[MATERIAL FOR THIS TASK]
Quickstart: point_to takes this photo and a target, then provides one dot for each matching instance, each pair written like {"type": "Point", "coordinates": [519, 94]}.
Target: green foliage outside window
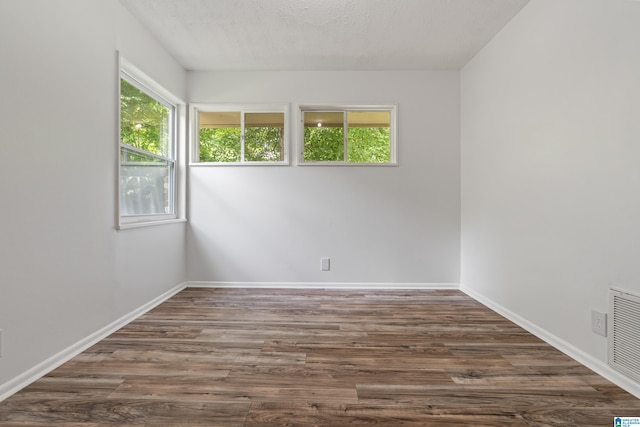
{"type": "Point", "coordinates": [261, 144]}
{"type": "Point", "coordinates": [144, 121]}
{"type": "Point", "coordinates": [364, 145]}
{"type": "Point", "coordinates": [220, 144]}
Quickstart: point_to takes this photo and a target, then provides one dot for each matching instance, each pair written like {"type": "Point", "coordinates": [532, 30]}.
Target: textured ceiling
{"type": "Point", "coordinates": [324, 34]}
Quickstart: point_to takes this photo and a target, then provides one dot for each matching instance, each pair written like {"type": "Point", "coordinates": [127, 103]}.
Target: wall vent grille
{"type": "Point", "coordinates": [624, 333]}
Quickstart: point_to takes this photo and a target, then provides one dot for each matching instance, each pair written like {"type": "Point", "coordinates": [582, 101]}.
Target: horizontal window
{"type": "Point", "coordinates": [348, 135]}
{"type": "Point", "coordinates": [237, 135]}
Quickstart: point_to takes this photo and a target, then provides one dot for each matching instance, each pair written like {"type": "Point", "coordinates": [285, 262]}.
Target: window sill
{"type": "Point", "coordinates": [343, 164]}
{"type": "Point", "coordinates": [139, 224]}
{"type": "Point", "coordinates": [242, 164]}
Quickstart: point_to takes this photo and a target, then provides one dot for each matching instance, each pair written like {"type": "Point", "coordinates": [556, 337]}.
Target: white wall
{"type": "Point", "coordinates": [550, 176]}
{"type": "Point", "coordinates": [377, 224]}
{"type": "Point", "coordinates": [65, 272]}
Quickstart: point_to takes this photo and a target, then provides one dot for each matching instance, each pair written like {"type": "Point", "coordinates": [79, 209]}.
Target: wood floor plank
{"type": "Point", "coordinates": [283, 357]}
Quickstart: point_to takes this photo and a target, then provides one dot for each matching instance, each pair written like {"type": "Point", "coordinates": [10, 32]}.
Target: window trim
{"type": "Point", "coordinates": [196, 108]}
{"type": "Point", "coordinates": [341, 108]}
{"type": "Point", "coordinates": [142, 81]}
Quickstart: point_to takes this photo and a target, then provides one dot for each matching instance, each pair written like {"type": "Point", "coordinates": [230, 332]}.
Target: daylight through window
{"type": "Point", "coordinates": [147, 153]}
{"type": "Point", "coordinates": [241, 136]}
{"type": "Point", "coordinates": [354, 135]}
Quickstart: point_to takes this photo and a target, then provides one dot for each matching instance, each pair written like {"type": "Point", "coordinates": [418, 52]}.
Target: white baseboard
{"type": "Point", "coordinates": [596, 365]}
{"type": "Point", "coordinates": [21, 381]}
{"type": "Point", "coordinates": [322, 285]}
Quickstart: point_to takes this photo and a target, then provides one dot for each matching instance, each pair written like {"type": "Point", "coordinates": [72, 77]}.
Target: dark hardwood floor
{"type": "Point", "coordinates": [277, 357]}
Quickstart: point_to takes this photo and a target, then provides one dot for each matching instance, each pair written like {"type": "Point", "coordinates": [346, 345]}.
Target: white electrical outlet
{"type": "Point", "coordinates": [599, 323]}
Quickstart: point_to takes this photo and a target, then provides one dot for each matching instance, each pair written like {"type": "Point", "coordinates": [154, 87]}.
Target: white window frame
{"type": "Point", "coordinates": [243, 109]}
{"type": "Point", "coordinates": [393, 143]}
{"type": "Point", "coordinates": [142, 81]}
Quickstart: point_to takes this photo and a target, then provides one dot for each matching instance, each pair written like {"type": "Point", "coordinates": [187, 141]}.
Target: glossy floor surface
{"type": "Point", "coordinates": [283, 357]}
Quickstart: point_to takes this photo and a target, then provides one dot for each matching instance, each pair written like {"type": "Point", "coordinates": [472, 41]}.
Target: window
{"type": "Point", "coordinates": [147, 184]}
{"type": "Point", "coordinates": [236, 135]}
{"type": "Point", "coordinates": [348, 135]}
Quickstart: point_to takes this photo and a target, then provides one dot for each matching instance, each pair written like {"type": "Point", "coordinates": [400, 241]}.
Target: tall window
{"type": "Point", "coordinates": [348, 135]}
{"type": "Point", "coordinates": [147, 153]}
{"type": "Point", "coordinates": [237, 135]}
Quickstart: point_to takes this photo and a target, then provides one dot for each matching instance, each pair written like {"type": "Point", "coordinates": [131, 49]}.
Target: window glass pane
{"type": "Point", "coordinates": [323, 136]}
{"type": "Point", "coordinates": [264, 137]}
{"type": "Point", "coordinates": [144, 184]}
{"type": "Point", "coordinates": [368, 137]}
{"type": "Point", "coordinates": [220, 136]}
{"type": "Point", "coordinates": [145, 123]}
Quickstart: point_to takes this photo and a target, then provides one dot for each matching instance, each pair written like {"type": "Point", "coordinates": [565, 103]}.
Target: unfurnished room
{"type": "Point", "coordinates": [320, 212]}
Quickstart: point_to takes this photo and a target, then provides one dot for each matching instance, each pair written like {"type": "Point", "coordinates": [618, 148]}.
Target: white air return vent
{"type": "Point", "coordinates": [624, 333]}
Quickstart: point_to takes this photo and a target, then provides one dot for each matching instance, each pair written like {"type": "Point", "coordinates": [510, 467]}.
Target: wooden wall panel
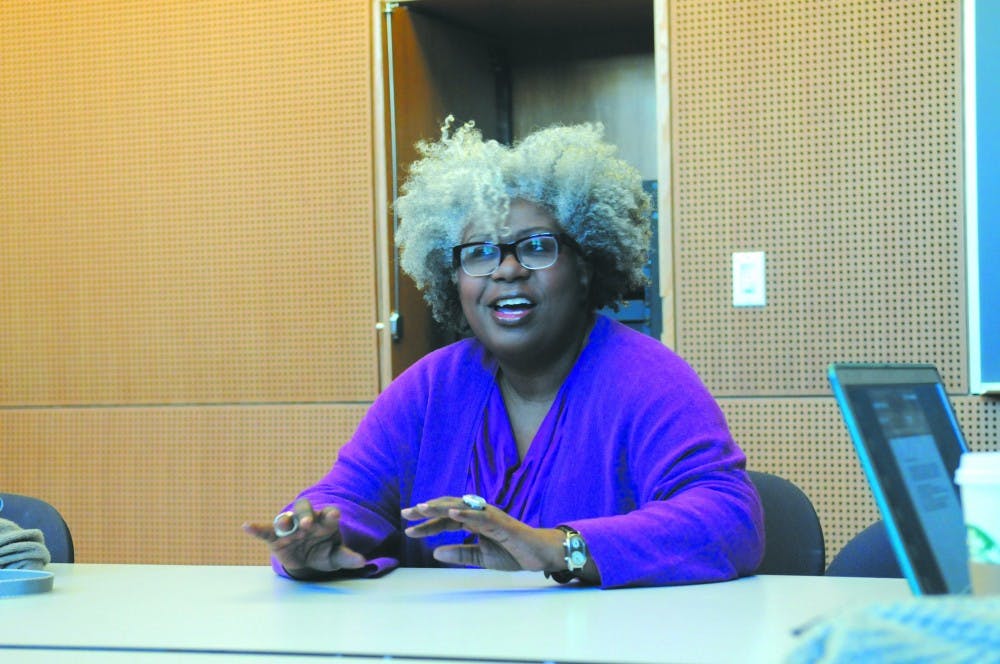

[INSTRUCTIONS FOR THE TASK]
Copy every line above that contains the string "wall". Matching is case-sensitive.

[RESULT OF THE TASK]
Target: wall vent grille
Target: white wall
Target: wooden wall panel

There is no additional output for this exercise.